* **Work required**
Without skipping a line, reproduce the entries exactly.

* **Extracted information**
===============

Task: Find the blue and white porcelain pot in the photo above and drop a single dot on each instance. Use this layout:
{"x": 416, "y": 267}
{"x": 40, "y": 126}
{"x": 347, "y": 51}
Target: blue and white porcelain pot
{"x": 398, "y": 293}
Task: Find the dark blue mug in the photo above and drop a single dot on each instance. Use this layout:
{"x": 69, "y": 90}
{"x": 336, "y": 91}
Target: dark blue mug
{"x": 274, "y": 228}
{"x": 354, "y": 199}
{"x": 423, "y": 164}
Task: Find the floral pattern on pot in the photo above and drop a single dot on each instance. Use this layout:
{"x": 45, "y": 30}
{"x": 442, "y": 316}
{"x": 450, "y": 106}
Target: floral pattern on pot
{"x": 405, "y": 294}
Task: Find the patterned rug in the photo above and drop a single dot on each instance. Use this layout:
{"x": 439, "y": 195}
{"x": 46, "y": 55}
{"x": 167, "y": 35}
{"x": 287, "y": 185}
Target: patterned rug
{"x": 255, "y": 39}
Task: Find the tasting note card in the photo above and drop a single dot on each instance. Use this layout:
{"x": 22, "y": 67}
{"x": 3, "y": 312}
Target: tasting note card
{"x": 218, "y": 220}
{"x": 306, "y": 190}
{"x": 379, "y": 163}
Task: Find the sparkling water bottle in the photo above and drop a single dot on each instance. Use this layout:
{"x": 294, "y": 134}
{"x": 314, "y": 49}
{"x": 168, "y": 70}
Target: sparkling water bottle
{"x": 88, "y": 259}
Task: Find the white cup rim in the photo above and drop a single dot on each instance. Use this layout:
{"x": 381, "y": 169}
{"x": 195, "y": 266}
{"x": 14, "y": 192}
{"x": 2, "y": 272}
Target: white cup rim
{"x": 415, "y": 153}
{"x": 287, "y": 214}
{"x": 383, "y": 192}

===============

* **Your response**
Task: Find the blue and white porcelain pot in the photo above and drop a single dot on each instance. Use this layout:
{"x": 416, "y": 267}
{"x": 40, "y": 126}
{"x": 347, "y": 51}
Target: blue and white porcelain pot
{"x": 398, "y": 293}
Task: Find the dark blue mug in the photo above and drop a single dot on each instance. Use this layout:
{"x": 69, "y": 90}
{"x": 336, "y": 91}
Target: dark blue mug
{"x": 274, "y": 228}
{"x": 354, "y": 199}
{"x": 423, "y": 164}
Task: Find the floral pattern on pot in the photo above and drop a single dot on each instance. Use this layout:
{"x": 45, "y": 30}
{"x": 442, "y": 316}
{"x": 450, "y": 106}
Target: floral pattern on pot
{"x": 405, "y": 294}
Task: Find the patterned rug in the photo above and drop a single dot on each instance. Use this layout:
{"x": 439, "y": 195}
{"x": 46, "y": 55}
{"x": 167, "y": 35}
{"x": 287, "y": 185}
Target: patterned rug
{"x": 255, "y": 39}
Task: Find the tasting note card in the photo above and drop a single dot on each instance. Use this layout:
{"x": 22, "y": 67}
{"x": 3, "y": 312}
Target: tasting note card
{"x": 218, "y": 220}
{"x": 306, "y": 190}
{"x": 379, "y": 163}
Task: Find the sparkling water bottle in the photo above and drop a single dot on each instance. Use this layout:
{"x": 294, "y": 134}
{"x": 314, "y": 49}
{"x": 168, "y": 70}
Target: sparkling water bottle
{"x": 88, "y": 259}
Task: Find the white cup rim in the photo above and drop a single dot on each instance. Use this layout:
{"x": 381, "y": 169}
{"x": 195, "y": 266}
{"x": 14, "y": 192}
{"x": 2, "y": 272}
Target: white cup rim
{"x": 415, "y": 153}
{"x": 287, "y": 214}
{"x": 383, "y": 192}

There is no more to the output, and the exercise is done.